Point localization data

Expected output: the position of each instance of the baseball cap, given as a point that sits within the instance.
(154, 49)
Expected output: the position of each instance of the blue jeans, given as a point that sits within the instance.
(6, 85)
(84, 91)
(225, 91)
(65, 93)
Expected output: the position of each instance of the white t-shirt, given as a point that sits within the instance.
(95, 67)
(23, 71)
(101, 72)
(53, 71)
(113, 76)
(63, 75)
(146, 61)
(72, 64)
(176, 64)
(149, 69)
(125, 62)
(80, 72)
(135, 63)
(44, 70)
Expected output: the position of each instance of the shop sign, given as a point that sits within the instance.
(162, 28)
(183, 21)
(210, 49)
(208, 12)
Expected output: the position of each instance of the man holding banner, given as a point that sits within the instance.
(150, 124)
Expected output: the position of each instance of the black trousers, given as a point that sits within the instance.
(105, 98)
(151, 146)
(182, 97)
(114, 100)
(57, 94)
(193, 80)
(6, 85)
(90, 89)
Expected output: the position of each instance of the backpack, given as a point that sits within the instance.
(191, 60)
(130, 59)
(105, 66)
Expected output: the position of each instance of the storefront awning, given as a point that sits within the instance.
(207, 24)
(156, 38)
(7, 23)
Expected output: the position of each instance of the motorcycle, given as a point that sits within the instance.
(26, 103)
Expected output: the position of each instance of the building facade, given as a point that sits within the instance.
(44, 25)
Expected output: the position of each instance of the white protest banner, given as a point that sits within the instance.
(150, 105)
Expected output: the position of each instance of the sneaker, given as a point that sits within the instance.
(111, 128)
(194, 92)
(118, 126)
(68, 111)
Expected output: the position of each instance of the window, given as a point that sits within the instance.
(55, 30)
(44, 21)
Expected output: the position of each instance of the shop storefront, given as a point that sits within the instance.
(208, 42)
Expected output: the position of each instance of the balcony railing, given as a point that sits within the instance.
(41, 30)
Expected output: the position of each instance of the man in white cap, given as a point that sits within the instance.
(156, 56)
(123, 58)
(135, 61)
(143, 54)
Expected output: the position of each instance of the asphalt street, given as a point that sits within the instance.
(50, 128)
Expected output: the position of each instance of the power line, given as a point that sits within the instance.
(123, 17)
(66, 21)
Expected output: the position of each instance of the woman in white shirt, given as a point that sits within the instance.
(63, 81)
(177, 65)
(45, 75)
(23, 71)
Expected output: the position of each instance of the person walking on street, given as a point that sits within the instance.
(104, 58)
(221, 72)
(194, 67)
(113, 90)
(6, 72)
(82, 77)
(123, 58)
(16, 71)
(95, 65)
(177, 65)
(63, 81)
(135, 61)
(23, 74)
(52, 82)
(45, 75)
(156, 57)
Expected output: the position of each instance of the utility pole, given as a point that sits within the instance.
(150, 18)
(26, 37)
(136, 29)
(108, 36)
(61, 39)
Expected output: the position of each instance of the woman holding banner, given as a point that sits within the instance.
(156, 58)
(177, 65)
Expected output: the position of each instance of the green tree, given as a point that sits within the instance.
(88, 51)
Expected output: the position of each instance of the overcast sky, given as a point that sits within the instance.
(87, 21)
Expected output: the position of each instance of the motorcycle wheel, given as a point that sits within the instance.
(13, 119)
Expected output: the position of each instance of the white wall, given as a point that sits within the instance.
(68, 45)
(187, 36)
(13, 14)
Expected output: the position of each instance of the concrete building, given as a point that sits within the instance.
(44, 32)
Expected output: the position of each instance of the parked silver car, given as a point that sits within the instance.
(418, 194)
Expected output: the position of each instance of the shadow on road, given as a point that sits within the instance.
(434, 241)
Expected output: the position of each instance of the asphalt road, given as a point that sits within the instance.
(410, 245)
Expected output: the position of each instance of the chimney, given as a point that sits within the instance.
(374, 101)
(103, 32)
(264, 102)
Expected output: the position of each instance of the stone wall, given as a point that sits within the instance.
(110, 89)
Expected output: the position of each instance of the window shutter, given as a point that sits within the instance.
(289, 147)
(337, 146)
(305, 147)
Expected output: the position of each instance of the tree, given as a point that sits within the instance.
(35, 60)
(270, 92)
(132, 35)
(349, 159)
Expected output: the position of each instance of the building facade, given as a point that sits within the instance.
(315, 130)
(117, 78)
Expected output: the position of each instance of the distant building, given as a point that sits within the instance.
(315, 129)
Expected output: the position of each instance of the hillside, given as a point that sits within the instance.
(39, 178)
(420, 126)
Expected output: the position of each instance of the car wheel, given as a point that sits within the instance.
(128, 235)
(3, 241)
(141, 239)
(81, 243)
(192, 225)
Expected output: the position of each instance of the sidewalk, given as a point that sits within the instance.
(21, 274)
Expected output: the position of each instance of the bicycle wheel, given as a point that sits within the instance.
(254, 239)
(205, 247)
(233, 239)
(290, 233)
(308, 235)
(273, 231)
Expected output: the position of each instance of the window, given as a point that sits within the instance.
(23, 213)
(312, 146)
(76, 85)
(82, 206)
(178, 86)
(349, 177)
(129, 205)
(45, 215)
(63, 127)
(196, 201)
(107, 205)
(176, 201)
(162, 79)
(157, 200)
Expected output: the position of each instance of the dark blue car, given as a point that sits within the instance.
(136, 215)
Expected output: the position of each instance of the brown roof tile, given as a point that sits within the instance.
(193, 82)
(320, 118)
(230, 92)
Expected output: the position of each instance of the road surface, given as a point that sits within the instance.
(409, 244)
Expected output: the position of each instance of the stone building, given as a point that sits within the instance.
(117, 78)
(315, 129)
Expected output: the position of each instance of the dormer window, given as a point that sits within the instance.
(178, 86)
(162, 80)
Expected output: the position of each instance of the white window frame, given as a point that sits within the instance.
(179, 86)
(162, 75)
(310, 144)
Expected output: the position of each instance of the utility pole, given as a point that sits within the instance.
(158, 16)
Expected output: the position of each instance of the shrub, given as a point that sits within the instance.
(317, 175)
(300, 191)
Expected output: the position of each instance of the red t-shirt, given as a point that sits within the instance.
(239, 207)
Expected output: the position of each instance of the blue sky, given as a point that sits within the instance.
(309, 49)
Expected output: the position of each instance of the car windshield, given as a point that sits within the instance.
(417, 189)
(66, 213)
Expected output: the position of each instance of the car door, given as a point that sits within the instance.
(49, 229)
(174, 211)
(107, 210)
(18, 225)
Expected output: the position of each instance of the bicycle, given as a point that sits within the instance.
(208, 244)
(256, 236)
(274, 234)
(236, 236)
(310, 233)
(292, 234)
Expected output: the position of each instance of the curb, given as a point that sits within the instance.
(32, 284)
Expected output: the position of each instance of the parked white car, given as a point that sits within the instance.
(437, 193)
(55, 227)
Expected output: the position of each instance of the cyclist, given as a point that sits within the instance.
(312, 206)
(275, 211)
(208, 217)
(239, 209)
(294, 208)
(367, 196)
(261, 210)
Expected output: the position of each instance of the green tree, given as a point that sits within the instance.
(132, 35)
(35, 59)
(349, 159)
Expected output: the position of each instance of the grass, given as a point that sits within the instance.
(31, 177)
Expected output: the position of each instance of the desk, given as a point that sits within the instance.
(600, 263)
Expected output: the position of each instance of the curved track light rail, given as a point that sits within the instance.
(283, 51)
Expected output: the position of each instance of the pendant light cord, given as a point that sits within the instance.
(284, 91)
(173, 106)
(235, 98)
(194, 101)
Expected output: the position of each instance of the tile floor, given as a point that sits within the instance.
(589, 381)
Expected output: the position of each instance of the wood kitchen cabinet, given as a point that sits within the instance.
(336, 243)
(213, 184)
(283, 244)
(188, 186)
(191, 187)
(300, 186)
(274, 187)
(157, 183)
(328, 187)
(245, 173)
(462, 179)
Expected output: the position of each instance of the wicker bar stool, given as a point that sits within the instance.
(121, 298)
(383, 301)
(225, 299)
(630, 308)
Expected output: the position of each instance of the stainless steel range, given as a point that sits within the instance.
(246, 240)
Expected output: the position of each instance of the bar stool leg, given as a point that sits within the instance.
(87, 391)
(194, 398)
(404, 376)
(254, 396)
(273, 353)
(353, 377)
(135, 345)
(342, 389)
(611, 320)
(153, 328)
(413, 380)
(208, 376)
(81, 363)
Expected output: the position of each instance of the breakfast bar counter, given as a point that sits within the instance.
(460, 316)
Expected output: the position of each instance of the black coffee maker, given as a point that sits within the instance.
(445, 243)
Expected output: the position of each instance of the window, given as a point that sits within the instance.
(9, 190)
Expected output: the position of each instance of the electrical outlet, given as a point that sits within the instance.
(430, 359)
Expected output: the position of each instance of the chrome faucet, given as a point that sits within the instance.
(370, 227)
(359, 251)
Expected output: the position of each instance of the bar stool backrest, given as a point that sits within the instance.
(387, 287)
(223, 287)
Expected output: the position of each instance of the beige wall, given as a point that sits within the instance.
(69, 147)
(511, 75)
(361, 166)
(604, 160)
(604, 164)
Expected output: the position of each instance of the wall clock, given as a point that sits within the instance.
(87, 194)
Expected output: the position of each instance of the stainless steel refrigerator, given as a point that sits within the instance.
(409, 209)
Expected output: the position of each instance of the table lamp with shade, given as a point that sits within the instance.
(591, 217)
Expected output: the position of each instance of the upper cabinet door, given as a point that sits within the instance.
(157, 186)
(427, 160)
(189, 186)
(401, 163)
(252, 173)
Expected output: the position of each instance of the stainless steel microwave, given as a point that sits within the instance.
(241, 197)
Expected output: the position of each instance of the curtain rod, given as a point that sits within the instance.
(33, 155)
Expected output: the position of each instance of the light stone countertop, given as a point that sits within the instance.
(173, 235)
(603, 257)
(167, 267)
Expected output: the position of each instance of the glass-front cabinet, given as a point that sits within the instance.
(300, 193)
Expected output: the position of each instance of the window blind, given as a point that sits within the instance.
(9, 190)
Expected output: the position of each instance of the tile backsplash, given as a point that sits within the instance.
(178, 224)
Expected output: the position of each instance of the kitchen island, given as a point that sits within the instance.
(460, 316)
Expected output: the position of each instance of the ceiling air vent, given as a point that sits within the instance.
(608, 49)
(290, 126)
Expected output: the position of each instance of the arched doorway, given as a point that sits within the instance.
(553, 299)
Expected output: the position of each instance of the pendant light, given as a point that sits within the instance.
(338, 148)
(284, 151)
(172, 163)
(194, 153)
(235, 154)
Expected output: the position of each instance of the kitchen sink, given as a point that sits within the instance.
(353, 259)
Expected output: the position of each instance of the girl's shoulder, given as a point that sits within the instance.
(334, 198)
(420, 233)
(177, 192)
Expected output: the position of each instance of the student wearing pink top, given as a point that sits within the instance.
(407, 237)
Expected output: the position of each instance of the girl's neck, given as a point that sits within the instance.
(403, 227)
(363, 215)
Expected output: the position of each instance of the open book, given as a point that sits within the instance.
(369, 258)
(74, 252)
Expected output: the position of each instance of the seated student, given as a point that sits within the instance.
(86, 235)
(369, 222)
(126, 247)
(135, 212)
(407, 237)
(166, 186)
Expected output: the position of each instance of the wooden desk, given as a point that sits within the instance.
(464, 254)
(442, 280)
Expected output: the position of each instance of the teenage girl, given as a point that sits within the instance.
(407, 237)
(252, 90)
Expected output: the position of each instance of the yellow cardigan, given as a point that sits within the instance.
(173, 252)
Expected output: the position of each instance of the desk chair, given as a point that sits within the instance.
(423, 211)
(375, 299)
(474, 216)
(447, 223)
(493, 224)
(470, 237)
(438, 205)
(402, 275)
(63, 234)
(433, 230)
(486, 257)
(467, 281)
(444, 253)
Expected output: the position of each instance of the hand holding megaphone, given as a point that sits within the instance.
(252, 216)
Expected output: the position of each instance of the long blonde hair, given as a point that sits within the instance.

#### Exercise aim
Write out word for word every line from the one containing "girl's shoulder, given" through the last line of the data, and no other line.

#### Your solution
Expected output: the position of each instance of the girl's shoulder, given as a point that sits within the instance.
(334, 198)
(420, 233)
(177, 192)
Expected output: the position of each instance of the student wearing pink top, given as a point that sits within the instance.
(407, 237)
Expected output: the position of each instance of the girl's neck, given as a point that sits within the instance.
(403, 227)
(363, 215)
Expected output: the position of each instance of the open book, given as a point that sits within the instance.
(369, 258)
(74, 252)
Expected output: the position of each instance of the seated student, given as a point that sits within the instance.
(86, 235)
(369, 222)
(126, 247)
(135, 212)
(407, 237)
(166, 186)
Expected output: the position of each instance of the wooden desk, given as a point that sits within the instance.
(464, 254)
(442, 280)
Expected output: the position of each instance of the teenage girl, given as a point that sits within the instance.
(407, 237)
(252, 90)
Expected output: the position of each instance of the yellow cardigan, given as a point that sits within the instance.
(173, 252)
Expected output: the position of each instance of the desk chair, given as a point that sits within the instance.
(423, 211)
(375, 299)
(474, 216)
(447, 223)
(493, 224)
(470, 237)
(438, 205)
(402, 275)
(63, 234)
(433, 230)
(486, 257)
(467, 281)
(444, 253)
Expected output: the position of each instance of the hand holding megaphone, given as a point that sits within the instance.
(252, 216)
Expected output: the position of each instance of the long blonde hair, given as a point that sits within the instance.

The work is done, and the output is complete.